= WRITTEN TASK 1 =
In the Tunisian crochet excerpt, what multiple should the starting chain be for the 2 x 2 ribbing?
= WRITTEN TASK 2 =
Please show each line of the rows that contains the string "flower", treating uppercase and lowercase as different.

= PAGE EXCERPT =
Start with a chain of an even number of stitches. Complete the standard foundation row and return pass. Each row is followed by a standard return pass.

Row 1: Tps, Tss; repeat across row to last stitch. Tss in the last stitch.
Row 2: Tss, Tps; repeat across row to last stitch. Tss in the last stitch.
Repeat these two rows as desired. Finish with the standard bind off .

Good to Know

The honeycomb stitch is one of the most popular stitches in Tunisian crochet. It creates a lace-like surface with little pools of recessed fabric that mimic a honeycomb.

Tunisian 2 x 2 Ribbing

Start with a chain that's a multiple of 4 + 2. Complete the standard foundation row and return pass. Repeat the following row. Each row is followed by a standard return pass.

Row 1: Tks, *2Tps, 2Tks; repeat from * to last stitch. Tss in the last stitch.
Repeat to desired length. Finish with a standard bind off.

Good to Know

The 2×2 rib is a take on the knit stitch pattern of the same name. It alternates Tunisian knit and purl stitches to make a fabric that is perfect for a border, like on blankets and hats.

Some records:
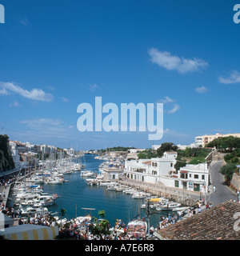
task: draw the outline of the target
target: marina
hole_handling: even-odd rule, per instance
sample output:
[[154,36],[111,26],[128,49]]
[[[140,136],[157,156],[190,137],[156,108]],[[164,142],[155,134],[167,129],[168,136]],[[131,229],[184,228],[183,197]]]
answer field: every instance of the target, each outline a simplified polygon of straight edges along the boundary
[[[146,208],[142,206],[145,199],[151,196],[150,193],[108,180],[102,181],[101,167],[106,165],[106,160],[98,159],[94,154],[86,155],[85,160],[86,169],[82,170],[59,174],[54,168],[52,175],[50,175],[50,171],[47,170],[46,176],[42,178],[42,169],[30,178],[25,178],[25,182],[16,182],[10,193],[10,198],[14,201],[9,201],[10,205],[22,209],[23,216],[34,211],[49,211],[58,213],[59,218],[61,209],[65,209],[65,221],[84,216],[84,207],[94,209],[91,213],[94,217],[98,216],[99,210],[105,210],[106,218],[111,227],[115,226],[116,220],[119,218],[124,223],[128,223],[138,216],[141,218],[146,217]],[[66,178],[67,182],[65,182]],[[34,183],[37,180],[38,182]],[[42,182],[39,182],[40,180]],[[23,191],[23,184],[29,190]],[[174,206],[177,207],[180,204]],[[167,210],[170,210],[171,208],[170,206]],[[169,214],[166,210],[159,211],[156,206],[150,207],[150,210],[152,214],[150,225],[154,226],[159,225],[161,216]]]

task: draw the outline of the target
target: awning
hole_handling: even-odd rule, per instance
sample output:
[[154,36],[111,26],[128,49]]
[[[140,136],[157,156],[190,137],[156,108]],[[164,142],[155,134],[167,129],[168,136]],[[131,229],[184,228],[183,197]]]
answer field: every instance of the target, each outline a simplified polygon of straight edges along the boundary
[[58,235],[58,226],[23,224],[0,230],[7,240],[53,240]]
[[14,226],[14,219],[6,216],[6,214],[0,213],[0,230],[4,229],[6,226]]

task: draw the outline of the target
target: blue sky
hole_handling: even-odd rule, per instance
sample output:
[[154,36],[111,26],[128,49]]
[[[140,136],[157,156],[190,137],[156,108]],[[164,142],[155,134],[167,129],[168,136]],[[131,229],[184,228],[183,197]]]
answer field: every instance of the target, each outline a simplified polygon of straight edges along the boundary
[[[60,147],[239,132],[237,1],[0,0],[1,133]],[[240,3],[240,2],[239,2]],[[84,132],[82,102],[164,103],[164,134]]]

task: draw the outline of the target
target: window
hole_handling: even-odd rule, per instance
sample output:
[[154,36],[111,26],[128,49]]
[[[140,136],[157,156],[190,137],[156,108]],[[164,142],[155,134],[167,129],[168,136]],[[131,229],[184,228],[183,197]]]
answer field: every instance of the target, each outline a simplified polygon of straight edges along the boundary
[[186,173],[181,173],[180,178],[187,178],[187,174],[186,174]]
[[178,181],[175,181],[175,187],[179,187],[179,182]]

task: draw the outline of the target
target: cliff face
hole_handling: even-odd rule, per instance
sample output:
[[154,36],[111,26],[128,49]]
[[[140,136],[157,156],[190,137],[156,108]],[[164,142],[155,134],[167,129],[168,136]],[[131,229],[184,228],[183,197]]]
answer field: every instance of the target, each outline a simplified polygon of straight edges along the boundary
[[0,135],[0,172],[15,168],[7,135]]

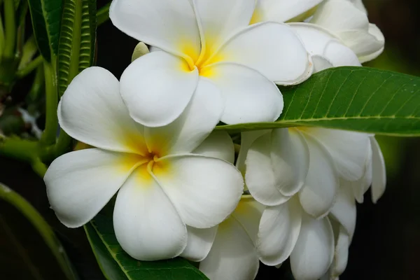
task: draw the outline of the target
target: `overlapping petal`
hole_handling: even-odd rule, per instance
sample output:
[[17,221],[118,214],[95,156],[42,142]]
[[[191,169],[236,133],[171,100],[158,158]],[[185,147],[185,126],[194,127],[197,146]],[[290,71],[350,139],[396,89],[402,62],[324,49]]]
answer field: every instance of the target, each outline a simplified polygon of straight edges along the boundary
[[372,200],[376,203],[385,192],[386,169],[381,148],[374,136],[370,137],[372,145]]
[[342,225],[347,235],[353,237],[356,228],[356,200],[351,188],[344,186],[339,188],[330,215]]
[[290,26],[298,32],[308,52],[312,55],[314,66],[317,60],[314,56],[318,55],[330,62],[333,66],[360,66],[359,59],[349,48],[343,45],[339,38],[325,28],[311,23],[293,22]]
[[302,209],[295,199],[267,207],[261,217],[257,248],[260,260],[277,265],[290,255],[299,237]]
[[290,267],[297,279],[318,279],[334,257],[334,234],[328,218],[315,220],[302,216],[302,227],[290,255]]
[[339,178],[328,151],[311,136],[306,135],[305,138],[309,148],[309,169],[299,198],[307,213],[319,218],[332,207]]
[[252,196],[267,206],[278,205],[290,197],[282,195],[276,188],[271,160],[271,136],[266,134],[256,139],[248,150],[245,164],[245,183]]
[[304,13],[323,0],[258,0],[254,21],[285,22]]
[[363,63],[377,57],[384,50],[385,41],[360,8],[348,0],[328,0],[320,5],[311,22],[338,36]]
[[198,83],[197,69],[166,52],[134,60],[121,76],[120,92],[130,116],[148,127],[172,122],[183,112]]
[[214,53],[226,38],[246,27],[255,7],[255,0],[193,0],[192,2],[201,27],[202,44],[205,46],[203,54]]
[[211,279],[253,279],[259,267],[255,250],[241,224],[229,218],[219,225],[213,247],[200,270]]
[[200,78],[190,104],[179,118],[164,127],[145,128],[147,146],[165,154],[190,153],[211,132],[223,112],[220,90]]
[[217,63],[201,74],[220,89],[225,107],[221,121],[230,125],[272,122],[283,111],[276,85],[257,71],[236,63]]
[[193,60],[200,55],[200,31],[188,0],[113,0],[109,18],[138,41],[178,56],[188,52]]
[[232,164],[198,155],[164,158],[159,162],[167,169],[153,172],[188,225],[213,227],[234,210],[244,181]]
[[187,246],[180,255],[194,262],[203,260],[210,252],[217,229],[217,225],[210,228],[187,226],[188,232]]
[[83,70],[62,98],[60,126],[71,137],[95,147],[143,153],[144,128],[130,117],[119,92],[118,80],[108,70]]
[[113,226],[121,247],[138,260],[174,258],[187,245],[186,225],[172,202],[143,166],[132,174],[118,192]]
[[251,25],[226,41],[214,56],[255,69],[279,85],[302,82],[312,71],[303,43],[282,23]]
[[274,130],[271,136],[276,186],[284,195],[293,195],[304,186],[308,174],[308,146],[301,133],[294,129]]
[[318,127],[307,128],[305,132],[328,149],[341,178],[356,181],[363,176],[370,147],[368,134]]
[[97,148],[66,153],[51,163],[44,181],[51,208],[69,227],[90,220],[122,186],[138,157]]
[[211,132],[192,153],[220,158],[232,164],[234,161],[233,141],[229,134],[225,132]]

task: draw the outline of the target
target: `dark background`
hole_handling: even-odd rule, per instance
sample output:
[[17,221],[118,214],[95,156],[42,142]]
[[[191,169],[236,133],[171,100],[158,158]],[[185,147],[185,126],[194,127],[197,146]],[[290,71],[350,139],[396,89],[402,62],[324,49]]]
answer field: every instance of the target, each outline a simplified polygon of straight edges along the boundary
[[[106,1],[99,1],[102,6]],[[420,76],[420,2],[365,0],[370,22],[386,38],[385,52],[366,66]],[[97,30],[97,65],[118,78],[131,61],[136,41],[110,22]],[[387,167],[386,191],[376,205],[368,192],[358,205],[356,233],[346,279],[418,279],[420,266],[420,139],[377,136]],[[43,181],[30,167],[0,158],[0,182],[34,205],[55,229],[82,279],[104,279],[83,229],[64,227],[48,207]],[[284,267],[287,267],[285,265]],[[280,279],[286,267],[262,266],[258,279]]]

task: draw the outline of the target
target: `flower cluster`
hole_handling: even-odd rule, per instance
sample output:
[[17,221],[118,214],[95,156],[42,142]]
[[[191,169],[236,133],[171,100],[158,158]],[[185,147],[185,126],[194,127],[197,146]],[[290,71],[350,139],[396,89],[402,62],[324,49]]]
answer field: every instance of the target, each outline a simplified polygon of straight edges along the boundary
[[384,37],[361,1],[113,0],[110,18],[142,43],[120,80],[90,67],[62,98],[61,127],[93,148],[45,176],[60,221],[80,227],[116,195],[115,236],[134,258],[180,255],[216,280],[289,258],[298,280],[342,273],[356,202],[385,188],[374,135],[243,132],[235,160],[230,136],[214,130],[272,122],[276,85],[378,56]]

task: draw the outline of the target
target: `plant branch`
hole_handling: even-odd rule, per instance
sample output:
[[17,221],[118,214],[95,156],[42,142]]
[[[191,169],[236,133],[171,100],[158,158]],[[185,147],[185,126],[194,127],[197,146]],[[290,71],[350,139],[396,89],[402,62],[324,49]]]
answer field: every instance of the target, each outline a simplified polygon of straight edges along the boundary
[[38,55],[34,60],[30,62],[21,70],[19,70],[16,74],[18,78],[25,77],[31,72],[32,72],[36,67],[38,67],[43,62],[43,57],[42,55]]
[[108,20],[109,20],[109,6],[111,6],[111,3],[107,4],[102,8],[98,10],[97,12],[97,26],[101,25],[102,23],[105,22]]
[[16,22],[15,19],[15,1],[4,2],[4,25],[6,30],[4,56],[13,58],[15,56],[16,43]]
[[58,93],[57,91],[57,71],[55,59],[51,64],[44,62],[44,76],[46,80],[46,129],[42,134],[41,143],[44,146],[54,144],[58,128],[57,106]]

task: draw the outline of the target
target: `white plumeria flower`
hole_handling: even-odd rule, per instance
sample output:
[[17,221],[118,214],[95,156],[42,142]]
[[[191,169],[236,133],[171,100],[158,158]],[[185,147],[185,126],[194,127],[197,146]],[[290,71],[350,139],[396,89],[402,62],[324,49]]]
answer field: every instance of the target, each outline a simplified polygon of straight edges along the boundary
[[[243,139],[252,134],[242,134]],[[253,197],[267,206],[259,227],[260,260],[277,265],[290,257],[295,279],[315,279],[332,262],[334,235],[326,216],[339,177],[326,148],[304,134],[279,129],[257,138],[247,153],[245,178]]]
[[363,4],[363,0],[348,0],[351,2],[355,7],[358,9],[360,10],[362,12],[365,13],[365,14],[368,15],[368,10],[366,10],[366,7]]
[[[207,139],[218,149],[199,148],[197,153],[233,163],[234,148],[227,133],[215,132]],[[220,225],[188,227],[188,245],[181,255],[200,262],[200,270],[210,279],[253,279],[260,263],[255,241],[263,207],[251,195],[242,195],[234,211]]]
[[291,22],[290,25],[312,57],[314,73],[340,66],[361,66],[353,50],[327,29],[306,22]]
[[[243,141],[249,143],[247,139],[255,139],[255,134],[243,133]],[[324,128],[285,128],[269,131],[248,145],[246,185],[256,200],[268,206],[258,235],[262,262],[277,265],[290,256],[297,279],[319,279],[327,272],[334,255],[327,215],[339,220],[349,234],[354,230],[349,209],[356,208],[349,182],[359,186],[370,176],[366,162],[375,161],[377,172],[370,177],[377,176],[378,183],[372,192],[382,195],[384,190],[384,165],[374,160],[382,155],[379,149],[372,155],[370,137]],[[350,200],[340,198],[349,193]]]
[[232,215],[217,227],[211,248],[200,263],[200,270],[210,279],[255,278],[260,267],[255,242],[262,212],[261,204],[244,195]]
[[300,18],[323,0],[256,0],[253,22],[276,21],[286,22]]
[[377,57],[384,51],[384,35],[375,24],[369,22],[365,10],[361,10],[358,1],[326,0],[310,22],[340,38],[357,55],[360,63]]
[[254,8],[255,0],[113,0],[113,24],[152,47],[121,77],[130,115],[150,127],[170,123],[209,80],[223,96],[223,122],[276,120],[283,98],[274,83],[299,83],[312,64],[288,25],[248,25]]
[[[291,18],[284,16],[288,14],[286,8],[289,6],[293,6],[295,10],[303,13],[321,2],[301,1],[307,2],[307,5],[299,7],[295,6],[295,2],[260,0],[262,11],[257,18],[259,21],[284,22]],[[298,29],[307,49],[313,50],[311,55],[331,57],[332,60],[330,62],[335,66],[357,65],[358,60],[360,63],[372,60],[384,50],[384,35],[376,25],[369,22],[365,9],[360,1],[326,0],[318,6],[309,23],[290,23],[290,25]],[[342,56],[354,56],[344,46],[353,50],[358,57],[351,64],[343,64]],[[316,67],[317,59],[314,60]]]
[[59,105],[59,124],[97,148],[57,158],[46,174],[60,221],[83,225],[118,192],[118,242],[132,257],[154,260],[183,251],[187,226],[207,228],[226,218],[240,200],[243,178],[231,163],[199,154],[219,149],[205,139],[218,122],[223,101],[207,80],[197,88],[180,118],[150,128],[130,117],[110,72],[91,67],[78,75]]
[[334,232],[334,259],[321,280],[337,280],[345,270],[349,260],[349,247],[356,228],[356,201],[351,188],[341,186],[330,214]]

= COMPLETE RESPONSE 1 =
A multiple of 4 + 2.

= COMPLETE RESPONSE 2 =
target: `flower cluster`
target: `white plumeria flower`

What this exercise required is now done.